-------- Record set

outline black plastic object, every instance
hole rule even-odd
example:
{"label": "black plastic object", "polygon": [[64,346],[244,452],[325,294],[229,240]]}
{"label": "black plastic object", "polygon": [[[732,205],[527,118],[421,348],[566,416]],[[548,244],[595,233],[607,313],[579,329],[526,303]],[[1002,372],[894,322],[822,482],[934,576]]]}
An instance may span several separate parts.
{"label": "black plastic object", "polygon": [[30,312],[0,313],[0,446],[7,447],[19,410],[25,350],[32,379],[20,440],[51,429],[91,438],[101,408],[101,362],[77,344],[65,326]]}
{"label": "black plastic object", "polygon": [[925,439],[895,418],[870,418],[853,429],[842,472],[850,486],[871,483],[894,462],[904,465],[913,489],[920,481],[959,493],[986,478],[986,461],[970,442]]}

----------------

Retype every one of the items above without changing anything.

outline black plastic object, every instance
hole rule even-odd
example:
{"label": "black plastic object", "polygon": [[64,346],[244,452],[325,294],[229,240]]}
{"label": "black plastic object", "polygon": [[[732,205],[527,118],[421,348],[566,416]],[[548,244],[595,233],[607,313],[579,329],[526,303]],[[1002,372],[894,322],[822,482],[934,576]]]}
An instance may span several separate parts.
{"label": "black plastic object", "polygon": [[30,312],[0,313],[0,446],[7,447],[19,410],[25,350],[32,379],[20,440],[51,429],[91,438],[101,408],[101,362],[77,344],[65,326]]}
{"label": "black plastic object", "polygon": [[925,439],[895,418],[870,418],[853,429],[842,472],[850,486],[871,483],[894,462],[904,465],[913,489],[920,481],[959,493],[986,478],[986,461],[970,442]]}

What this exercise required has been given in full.